** Start of Material supplied **

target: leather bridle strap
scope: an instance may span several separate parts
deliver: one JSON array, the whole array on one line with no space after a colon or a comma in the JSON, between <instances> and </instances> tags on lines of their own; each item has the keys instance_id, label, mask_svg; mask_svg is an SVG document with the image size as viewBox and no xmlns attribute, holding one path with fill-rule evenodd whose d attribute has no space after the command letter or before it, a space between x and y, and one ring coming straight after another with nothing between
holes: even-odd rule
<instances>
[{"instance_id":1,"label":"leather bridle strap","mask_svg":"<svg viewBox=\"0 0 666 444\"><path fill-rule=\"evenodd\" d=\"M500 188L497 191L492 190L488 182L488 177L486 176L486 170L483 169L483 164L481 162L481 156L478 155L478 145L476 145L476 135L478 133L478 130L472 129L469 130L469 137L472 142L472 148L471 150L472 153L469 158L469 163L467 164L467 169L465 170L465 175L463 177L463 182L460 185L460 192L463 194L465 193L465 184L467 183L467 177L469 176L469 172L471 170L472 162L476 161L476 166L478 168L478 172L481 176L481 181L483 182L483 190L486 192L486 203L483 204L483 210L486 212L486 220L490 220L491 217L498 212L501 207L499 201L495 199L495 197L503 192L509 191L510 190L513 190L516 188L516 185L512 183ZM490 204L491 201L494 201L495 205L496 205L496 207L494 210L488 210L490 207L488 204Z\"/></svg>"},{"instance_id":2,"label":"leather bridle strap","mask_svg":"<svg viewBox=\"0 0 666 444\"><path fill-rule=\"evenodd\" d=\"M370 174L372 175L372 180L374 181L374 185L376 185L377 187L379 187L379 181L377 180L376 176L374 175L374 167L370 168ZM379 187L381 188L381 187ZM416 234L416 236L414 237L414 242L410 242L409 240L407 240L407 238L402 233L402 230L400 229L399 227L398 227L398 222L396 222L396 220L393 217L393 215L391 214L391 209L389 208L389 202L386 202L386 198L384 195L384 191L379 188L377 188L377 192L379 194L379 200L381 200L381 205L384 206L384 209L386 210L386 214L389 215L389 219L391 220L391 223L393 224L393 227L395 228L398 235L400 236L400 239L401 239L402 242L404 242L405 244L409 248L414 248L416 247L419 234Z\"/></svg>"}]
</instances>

** End of Material supplied **

§ **What is expected**
Return every row above once more, copying each line character for character with nothing changed or left out.

§ **Solution for this task**
target: leather bridle strap
scope: an instance may span several separate parts
deliver: one JSON array, the whole array on one line with no space after a colon or a comma in the JSON, between <instances> and </instances> tags on lines of their own; each item has the keys instance_id, label, mask_svg; mask_svg is an SVG document with the image size as viewBox and no xmlns attribute, holding one path with fill-rule evenodd whose d attribute has no space after the command letter or before it, a space between x and y, and one ring coming straight after another with nothing between
holes: even-odd rule
<instances>
[{"instance_id":1,"label":"leather bridle strap","mask_svg":"<svg viewBox=\"0 0 666 444\"><path fill-rule=\"evenodd\" d=\"M500 188L497 191L492 190L488 182L488 177L486 176L486 170L483 169L483 164L481 162L481 156L478 155L478 145L476 145L476 135L478 133L478 130L472 129L469 130L469 137L472 142L472 148L471 150L472 153L469 158L469 163L467 164L467 169L465 170L465 175L463 177L463 182L460 185L460 192L463 194L465 193L465 184L467 183L467 177L469 176L469 172L471 170L472 162L476 161L476 166L478 168L478 172L481 176L481 181L483 182L483 190L486 192L486 203L483 204L483 210L486 212L486 220L490 220L491 217L498 212L501 207L499 201L495 199L495 197L503 192L509 191L510 190L513 190L516 188L516 185L512 183ZM490 204L491 201L494 201L495 205L496 205L496 207L494 210L488 210L490 207L488 204Z\"/></svg>"},{"instance_id":2,"label":"leather bridle strap","mask_svg":"<svg viewBox=\"0 0 666 444\"><path fill-rule=\"evenodd\" d=\"M370 174L372 175L372 180L374 181L374 185L376 185L377 187L379 187L379 181L377 180L376 176L374 175L374 167L370 168ZM379 187L381 188L381 187ZM416 234L416 236L414 237L414 242L410 242L409 240L407 240L407 238L402 233L402 230L400 229L399 227L398 227L398 222L396 222L396 220L393 217L393 215L391 214L391 209L389 208L389 202L386 202L386 198L384 195L384 191L379 188L377 188L377 192L379 194L379 200L381 200L381 205L384 206L384 209L386 210L386 214L389 215L389 219L391 220L391 223L393 224L393 227L395 228L398 235L400 236L400 239L401 239L402 242L404 242L405 244L409 248L414 248L416 247L419 234Z\"/></svg>"}]
</instances>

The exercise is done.